▼▼▼

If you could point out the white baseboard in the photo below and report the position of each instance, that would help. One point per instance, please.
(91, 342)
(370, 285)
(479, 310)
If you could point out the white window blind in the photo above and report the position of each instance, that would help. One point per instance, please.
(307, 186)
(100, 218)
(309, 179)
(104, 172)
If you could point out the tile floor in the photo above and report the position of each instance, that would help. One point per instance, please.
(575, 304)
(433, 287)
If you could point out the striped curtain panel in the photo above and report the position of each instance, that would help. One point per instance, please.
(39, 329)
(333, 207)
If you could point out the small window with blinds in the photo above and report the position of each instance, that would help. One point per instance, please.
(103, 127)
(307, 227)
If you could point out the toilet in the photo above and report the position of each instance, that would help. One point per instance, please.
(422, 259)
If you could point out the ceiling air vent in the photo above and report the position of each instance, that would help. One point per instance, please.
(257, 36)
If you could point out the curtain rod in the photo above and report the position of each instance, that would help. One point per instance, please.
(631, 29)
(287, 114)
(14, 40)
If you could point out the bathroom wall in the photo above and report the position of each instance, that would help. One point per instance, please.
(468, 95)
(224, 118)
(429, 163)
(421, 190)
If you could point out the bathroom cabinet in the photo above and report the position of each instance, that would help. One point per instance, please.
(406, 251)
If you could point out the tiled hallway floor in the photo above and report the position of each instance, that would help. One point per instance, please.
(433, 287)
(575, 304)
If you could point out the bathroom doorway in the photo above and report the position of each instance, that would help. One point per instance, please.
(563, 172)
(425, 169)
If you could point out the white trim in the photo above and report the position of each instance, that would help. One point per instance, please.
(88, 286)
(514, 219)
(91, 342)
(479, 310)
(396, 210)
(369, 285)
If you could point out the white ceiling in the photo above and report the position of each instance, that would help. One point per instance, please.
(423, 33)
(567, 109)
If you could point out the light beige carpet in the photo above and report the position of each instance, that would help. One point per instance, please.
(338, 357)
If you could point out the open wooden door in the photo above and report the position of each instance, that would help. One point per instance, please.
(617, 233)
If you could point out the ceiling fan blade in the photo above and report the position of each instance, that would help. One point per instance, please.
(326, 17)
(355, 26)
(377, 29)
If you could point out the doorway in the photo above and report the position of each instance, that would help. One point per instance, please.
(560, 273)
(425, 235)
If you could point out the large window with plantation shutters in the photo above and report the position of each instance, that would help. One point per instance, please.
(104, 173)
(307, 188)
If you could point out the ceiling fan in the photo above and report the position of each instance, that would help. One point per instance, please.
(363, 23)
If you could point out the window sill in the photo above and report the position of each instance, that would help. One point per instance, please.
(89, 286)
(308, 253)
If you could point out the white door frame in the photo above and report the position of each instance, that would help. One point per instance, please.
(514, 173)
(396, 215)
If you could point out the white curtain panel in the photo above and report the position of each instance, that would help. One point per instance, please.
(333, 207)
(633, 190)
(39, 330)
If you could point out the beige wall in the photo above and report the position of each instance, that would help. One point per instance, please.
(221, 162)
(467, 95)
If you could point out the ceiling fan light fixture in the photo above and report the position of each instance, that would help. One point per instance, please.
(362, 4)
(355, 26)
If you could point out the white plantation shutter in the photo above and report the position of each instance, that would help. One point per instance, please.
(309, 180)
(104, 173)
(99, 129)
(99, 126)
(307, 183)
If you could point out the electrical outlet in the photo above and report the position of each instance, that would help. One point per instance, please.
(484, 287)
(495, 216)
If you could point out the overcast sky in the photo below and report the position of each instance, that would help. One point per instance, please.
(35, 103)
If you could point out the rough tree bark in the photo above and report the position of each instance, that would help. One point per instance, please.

▲▲▲

** YOUR GOAL **
All records above are to be output again exactly as they stand.

** WRITTEN ANSWER **
If you could point out the white baseboard in the photo below and report the position of each instance, that would help. One point per instance, please.
(91, 342)
(370, 285)
(479, 310)
If you could point out the white window blind in the photo above and report the position of each instance, that would help. One point per instance, please.
(307, 186)
(100, 218)
(309, 179)
(104, 172)
If you could point out the tile floor in the photo above and report the position of each instance, that would help. One point per instance, please.
(575, 304)
(433, 287)
If you could point out the striped curtain panel in the photo above and report the position of each instance, that would help. One point per instance, please.
(39, 329)
(333, 207)
If you could point out the small window with blinds in the photo above and report the position of each instance, that would help. One point per instance, please.
(103, 127)
(307, 227)
If you could point out the toilet in the photo above and report the position of each instance, that would help. One point per instance, please.
(422, 259)
If you could point out the ceiling air vent in the photo above and report the position of each instance, that would help. One point per instance, please.
(257, 36)
If you could point out the curtain rod in the photo above and report the position of each instance, that would help. One point per instance, please.
(631, 29)
(287, 114)
(14, 40)
If you could point out the bathroom wall in the photo above and report the position of each instance, that would help. One point per instance, please.
(468, 95)
(224, 118)
(429, 163)
(421, 190)
If you could point out the bathroom cabinet in the photo above and report the position of each instance, that would help. One point per instance, please.
(406, 251)
If you could point out the tiled hallway floor in the photo above and report the position of each instance, that would help. One point per instance, please.
(433, 287)
(575, 304)
If you could point out the bathroom doorway in the photo above and report the position of each instance, that would help. One point per instance, please.
(563, 172)
(425, 169)
If you could point out the white trim in the photo above and report the position of each instance, that would help. One point per instance, please.
(88, 286)
(514, 219)
(91, 342)
(479, 310)
(396, 210)
(369, 285)
If you could point out the white ceiling in the photo above and report the position of each instance, that would help. One point per instance, please.
(423, 33)
(567, 109)
If you could point out the light beige carpet in the photo above and report the position of each instance, that would help. One point per instance, please.
(338, 357)
If you could point out the open wooden door in the photo above and report the position of each instance, that would help. One point per instance, please.
(617, 233)
If you could point out the ceiling fan blade in the photo above and report the position of each instance, that would help. One point per instance, please.
(326, 17)
(355, 26)
(377, 29)
If you could point out the doorway in the photo above and report the position of each instance, that would help. One point per instance, please.
(560, 273)
(425, 235)
If you could point out the large window with plantation shutters in the photo above and report the position of each instance, that would help. One point per instance, please.
(104, 173)
(307, 188)
If you could point out the ceiling fan in the photo above and report the position of each instance, that would help. One point per instance, please.
(363, 23)
If you could point out the window sill in the photo above and report the position of each instance, that would help. One point per instance, please.
(89, 286)
(308, 253)
If you could point out the white door frame in the photo above and report the position of each instance, that would help. One point per instance, please.
(514, 173)
(396, 215)
If you could point out the white curtain panel in the photo above and report the position of each instance, that would help. One point per instance, please.
(333, 207)
(633, 190)
(39, 330)
If you could point out the beige wall in the photo above and report the position of each instance, that would help. One point per instance, please.
(221, 162)
(467, 95)
If you could point out the ceiling fan light fixture in the photo above and report the position of each instance, that would help. One point per instance, please.
(362, 4)
(355, 26)
If you could point out the white plantation shutter in the photo above and report the position of each instance, that would help. One point per instance, please.
(309, 180)
(104, 173)
(99, 129)
(99, 126)
(307, 183)
If you could point out the electrical outlet in the photo above and report the position of each instance, that would help. One point per instance, please.
(484, 287)
(495, 216)
If you could point out the overcast sky in the photo below and report the position of each instance, that would help. One point per instance, please.
(35, 103)
If you could point out the rough tree bark in the photo above and report the position of each instance, that would help. One point per instance, please.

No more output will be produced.